▶ **WHAT IS NEEDED**
Please rewrite the entries below, changing every "supply" to "provide" and leaving everything else as it is.

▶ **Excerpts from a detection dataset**
--*--
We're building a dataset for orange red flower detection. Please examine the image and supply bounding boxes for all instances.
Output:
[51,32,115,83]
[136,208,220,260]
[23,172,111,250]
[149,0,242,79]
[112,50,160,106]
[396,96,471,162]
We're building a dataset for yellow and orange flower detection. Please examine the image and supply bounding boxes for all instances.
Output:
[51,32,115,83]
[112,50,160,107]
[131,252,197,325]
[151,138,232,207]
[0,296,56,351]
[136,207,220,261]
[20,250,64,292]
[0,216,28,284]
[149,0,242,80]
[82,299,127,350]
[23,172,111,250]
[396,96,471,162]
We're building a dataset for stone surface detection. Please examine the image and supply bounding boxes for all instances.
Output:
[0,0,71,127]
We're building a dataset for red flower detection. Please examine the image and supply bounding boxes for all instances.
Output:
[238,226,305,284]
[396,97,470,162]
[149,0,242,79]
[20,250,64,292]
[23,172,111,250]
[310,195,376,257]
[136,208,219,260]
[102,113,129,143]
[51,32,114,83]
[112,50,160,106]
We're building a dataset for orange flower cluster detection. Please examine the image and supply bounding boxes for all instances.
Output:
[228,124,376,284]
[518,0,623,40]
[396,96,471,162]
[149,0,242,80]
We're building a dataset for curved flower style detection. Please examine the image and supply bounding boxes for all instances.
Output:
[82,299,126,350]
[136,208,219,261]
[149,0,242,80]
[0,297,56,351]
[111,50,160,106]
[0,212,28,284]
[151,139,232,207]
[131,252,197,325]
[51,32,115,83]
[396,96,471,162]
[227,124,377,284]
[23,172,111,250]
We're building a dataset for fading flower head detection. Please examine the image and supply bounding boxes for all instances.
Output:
--*--
▶ **REPLY**
We're building a dataset for orange red flower detection. Please examine the image and provide bounding boxes for all instances.
Output:
[51,32,115,83]
[136,208,220,260]
[23,172,111,250]
[149,0,242,79]
[112,50,160,106]
[396,96,471,162]
We're building a dataset for yellow and orange flower detection. Please examine the image and provide bounding boxes for all instances.
Output:
[51,32,115,83]
[112,50,160,107]
[131,252,197,325]
[151,138,232,207]
[0,296,56,351]
[136,207,220,261]
[20,250,64,292]
[0,216,28,284]
[149,0,242,80]
[82,299,127,350]
[23,172,111,250]
[396,96,471,162]
We're building a dataset for stone surface detection. Please examine the image and provide bounding boxes for all instances.
Output:
[0,0,71,127]
We're building a dataset for red flower detection. Please examine the image and provide bounding boxes for all instances.
Output:
[238,226,305,284]
[396,97,470,162]
[149,0,242,79]
[20,250,64,292]
[23,172,111,250]
[310,195,376,257]
[136,208,219,260]
[102,113,129,143]
[51,32,114,83]
[112,50,160,106]
We're building a dataset for orange flower cluster detection. Please examine the image and provide bounding boxes for all instances.
Output:
[228,124,376,284]
[518,0,623,40]
[396,96,471,162]
[149,0,242,80]
We're building a dataset for curved flower style detection. Please examine the image and provide bounding boxes for all instances.
Output:
[82,299,126,350]
[136,208,219,261]
[149,0,242,80]
[0,297,56,351]
[111,50,160,106]
[0,212,28,284]
[151,139,232,207]
[131,252,197,325]
[51,32,115,83]
[396,96,471,162]
[227,124,377,284]
[23,172,111,250]
We're building a dataset for fading flower head detection. Please examine the image and provide bounding boxes for all instances.
Output:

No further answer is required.